■ WHAT YOU HAVE TO DO: Retype every entry in its entirety, without alteration.

Object pointing dataset rows
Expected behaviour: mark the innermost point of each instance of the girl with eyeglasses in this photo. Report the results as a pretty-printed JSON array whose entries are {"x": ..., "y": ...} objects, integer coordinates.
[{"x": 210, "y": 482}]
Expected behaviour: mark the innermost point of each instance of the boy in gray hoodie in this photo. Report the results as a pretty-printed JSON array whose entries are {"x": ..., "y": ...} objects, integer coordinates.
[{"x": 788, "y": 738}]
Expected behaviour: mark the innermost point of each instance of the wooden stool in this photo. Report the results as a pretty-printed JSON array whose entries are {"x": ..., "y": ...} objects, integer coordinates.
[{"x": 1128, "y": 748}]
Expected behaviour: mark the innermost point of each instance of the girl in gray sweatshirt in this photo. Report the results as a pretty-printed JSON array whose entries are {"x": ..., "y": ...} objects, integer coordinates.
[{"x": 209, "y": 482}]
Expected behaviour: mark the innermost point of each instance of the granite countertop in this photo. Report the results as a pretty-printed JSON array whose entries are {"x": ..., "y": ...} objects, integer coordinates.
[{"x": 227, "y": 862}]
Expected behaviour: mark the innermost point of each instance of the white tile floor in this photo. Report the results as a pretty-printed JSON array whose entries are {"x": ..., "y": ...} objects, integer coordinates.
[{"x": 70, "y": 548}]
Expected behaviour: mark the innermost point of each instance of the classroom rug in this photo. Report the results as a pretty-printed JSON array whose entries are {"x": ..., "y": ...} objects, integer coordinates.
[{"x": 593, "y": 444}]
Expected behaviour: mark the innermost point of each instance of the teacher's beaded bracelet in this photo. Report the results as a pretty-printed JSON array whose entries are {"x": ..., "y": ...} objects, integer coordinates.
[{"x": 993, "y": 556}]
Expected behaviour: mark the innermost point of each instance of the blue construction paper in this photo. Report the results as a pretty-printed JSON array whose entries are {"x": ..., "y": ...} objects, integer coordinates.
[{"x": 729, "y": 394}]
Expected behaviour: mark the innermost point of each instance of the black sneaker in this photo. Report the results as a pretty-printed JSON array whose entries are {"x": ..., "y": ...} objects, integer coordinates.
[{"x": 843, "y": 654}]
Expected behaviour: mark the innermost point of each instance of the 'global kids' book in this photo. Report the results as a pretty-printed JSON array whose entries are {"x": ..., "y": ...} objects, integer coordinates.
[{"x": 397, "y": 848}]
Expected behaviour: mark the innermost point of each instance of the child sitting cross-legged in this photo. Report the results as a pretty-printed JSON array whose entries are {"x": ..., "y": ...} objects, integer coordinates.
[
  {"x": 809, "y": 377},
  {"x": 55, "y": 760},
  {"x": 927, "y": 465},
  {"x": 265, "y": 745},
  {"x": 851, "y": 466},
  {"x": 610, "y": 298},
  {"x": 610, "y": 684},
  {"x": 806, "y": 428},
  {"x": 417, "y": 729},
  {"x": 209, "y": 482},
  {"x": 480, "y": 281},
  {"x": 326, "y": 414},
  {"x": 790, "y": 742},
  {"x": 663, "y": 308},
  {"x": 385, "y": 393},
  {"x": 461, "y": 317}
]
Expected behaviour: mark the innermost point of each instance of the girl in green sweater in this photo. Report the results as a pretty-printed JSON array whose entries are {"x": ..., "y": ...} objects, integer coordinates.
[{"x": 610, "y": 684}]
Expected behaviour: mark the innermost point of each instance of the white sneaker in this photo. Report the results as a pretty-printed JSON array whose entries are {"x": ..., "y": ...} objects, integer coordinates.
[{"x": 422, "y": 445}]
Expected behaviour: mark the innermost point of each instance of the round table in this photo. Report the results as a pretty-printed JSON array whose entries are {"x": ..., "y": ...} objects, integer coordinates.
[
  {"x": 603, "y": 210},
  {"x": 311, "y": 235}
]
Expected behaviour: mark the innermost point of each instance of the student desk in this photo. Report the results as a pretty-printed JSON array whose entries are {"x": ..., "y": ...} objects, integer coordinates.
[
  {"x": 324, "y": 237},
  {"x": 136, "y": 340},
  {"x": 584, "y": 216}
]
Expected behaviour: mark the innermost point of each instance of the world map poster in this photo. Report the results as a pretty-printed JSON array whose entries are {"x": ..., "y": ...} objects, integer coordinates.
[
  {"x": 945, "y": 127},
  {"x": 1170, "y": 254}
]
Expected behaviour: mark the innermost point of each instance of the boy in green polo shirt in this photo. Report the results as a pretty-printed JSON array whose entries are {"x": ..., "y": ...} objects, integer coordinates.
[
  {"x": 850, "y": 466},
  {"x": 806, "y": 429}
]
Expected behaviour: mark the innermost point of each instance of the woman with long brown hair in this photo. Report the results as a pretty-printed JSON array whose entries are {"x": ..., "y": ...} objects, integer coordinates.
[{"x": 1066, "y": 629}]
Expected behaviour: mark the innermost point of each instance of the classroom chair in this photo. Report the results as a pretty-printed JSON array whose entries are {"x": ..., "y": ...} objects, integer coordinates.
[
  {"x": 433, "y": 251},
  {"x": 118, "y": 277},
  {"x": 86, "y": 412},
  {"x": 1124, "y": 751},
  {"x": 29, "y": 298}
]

■ SOLUTION TO THIS PROBLEM:
Expected behaviour: mark the innermost point of each instance of the girl with eyeglasses in this photo. Report the results as a pretty-printed JSON array whose entries are {"x": ..., "y": ...} objects, integer coordinates.
[{"x": 210, "y": 482}]
Expected behaviour: mark the innermost point of each instance of the boy in gray hoodie in this photo. Report the results as a pretty-printed JSON array whose entries are {"x": ..., "y": ...} objects, integer coordinates.
[{"x": 788, "y": 738}]
Expected behaviour: mark the innermost point of each instance of the wooden stool in this photo. Report the results as a pretty-printed JSON array whose entries are {"x": ..., "y": ...} objects, integer coordinates.
[{"x": 1128, "y": 748}]
Expected behaviour: mark the innermost point of each instance of the girl in gray sweatshirt in this photo. Report the results as a pretty-printed JSON array whose entries are {"x": ..., "y": ...} objects, integer coordinates.
[{"x": 209, "y": 482}]
Expected behaviour: mark the innermost point of each instance of the granite countertop in this photo. Report the results as a pretty-printed JSON array whose entries are {"x": ..., "y": ...} objects, integer coordinates.
[{"x": 227, "y": 862}]
Expected behaviour: mark the innermost point of each instance of the white tile floor in this photo. Report the results as a pretty-printed JSON array whose entries are {"x": ..., "y": ...} objects, integer coordinates.
[{"x": 70, "y": 548}]
Expected behaviour: mark the innermost point of each instance of the classroom rug in this photo. Report the results as a pretty-printed JSON array whose entries are {"x": ..., "y": ...} objects, integer coordinates.
[{"x": 593, "y": 444}]
Expected behaviour: mark the innermost point of each instance of the teacher's beaded bracelet in this photo. Report the results as a pretty-printed JSON array whose entries are {"x": ..., "y": ...} objects, integer coordinates.
[{"x": 993, "y": 556}]
Expected behaviour: mark the innermost point of each instance of the blue construction paper in this photo. Report the results as a pretty-printed JSON array whose entries are {"x": ..., "y": ...} objects, integer coordinates.
[{"x": 729, "y": 394}]
Expected behaviour: mark the innermost point of each instance of the black sneaker in this photo. Report the results as a pretty-printed JSON array whose entries are {"x": ..., "y": ...} objects, integer coordinates.
[{"x": 843, "y": 654}]
Expected behaviour: mark the innermost point of each instance of the 'global kids' book in this photo. Report the results as a pretty-printed JSON array whose entries are {"x": ..., "y": ...} objects, integer coordinates.
[{"x": 397, "y": 848}]
Expected behaviour: mark the innermost point of each instance of the child sitting cross-legged in this photo. Report the results as a pretty-printed JSON array whose entries are {"x": ..., "y": ...} objects, integer coordinates.
[
  {"x": 809, "y": 377},
  {"x": 55, "y": 760},
  {"x": 927, "y": 465},
  {"x": 265, "y": 745},
  {"x": 851, "y": 466},
  {"x": 610, "y": 298},
  {"x": 610, "y": 684},
  {"x": 806, "y": 428},
  {"x": 417, "y": 729},
  {"x": 209, "y": 482},
  {"x": 480, "y": 281},
  {"x": 326, "y": 414},
  {"x": 790, "y": 742},
  {"x": 663, "y": 308},
  {"x": 385, "y": 393},
  {"x": 461, "y": 317}
]
Expected behaviour: mark the innermost point of each instance of the girl in green sweater in this photo. Report the results as a pretty-printed JSON array whose entries are {"x": ..., "y": ...} objects, integer coordinates.
[{"x": 610, "y": 684}]
Expected behaviour: mark the innermost point of each instance of the white sneaker in this photo. Report the results as a pretty-printed JSON array whose entries are {"x": ..., "y": ...} objects, integer coordinates.
[{"x": 422, "y": 445}]
Expected behaviour: mark the innermost point of each instance of the round table in this photo. Report the results as a pretty-printed JSON array whose entries are {"x": ..., "y": ...} objects, integer coordinates.
[
  {"x": 603, "y": 210},
  {"x": 311, "y": 235}
]
Expected behaviour: mark the innermost point of each instance of the student desk in this photo. Report the results as a pretty-printed JSON array whose entries are {"x": ..., "y": ...} objects, integer coordinates.
[
  {"x": 324, "y": 237},
  {"x": 136, "y": 340},
  {"x": 584, "y": 216}
]
Expected behaviour: mark the innermost point of each instance of the world map poster in this photo. Report the results as a pretty-printed JSON array whose entries are {"x": ..., "y": ...} objects, integer coordinates.
[
  {"x": 945, "y": 127},
  {"x": 1170, "y": 254}
]
Expected behaviour: mark the innermost point of each instance of the boy in green polo shirt in this photo. Report the results as a pretty-printed JSON array whose entries are {"x": ..., "y": ...} objects, integer coordinates.
[
  {"x": 850, "y": 466},
  {"x": 806, "y": 429}
]
Expected behaviour: mark the innermost point of each instance of the woman with long brown hair in this photo. Report the results as a pretty-printed JSON array whose entries are {"x": ..., "y": ...} objects, integer coordinates.
[{"x": 1066, "y": 629}]
Expected behaviour: mark the innermost point of each instance of the classroom chair in this photo. Report the results as a pretty-printed JSON array whose entries are {"x": ..., "y": ...} objects, integer coordinates.
[
  {"x": 433, "y": 251},
  {"x": 118, "y": 277},
  {"x": 86, "y": 412},
  {"x": 1124, "y": 751},
  {"x": 29, "y": 298}
]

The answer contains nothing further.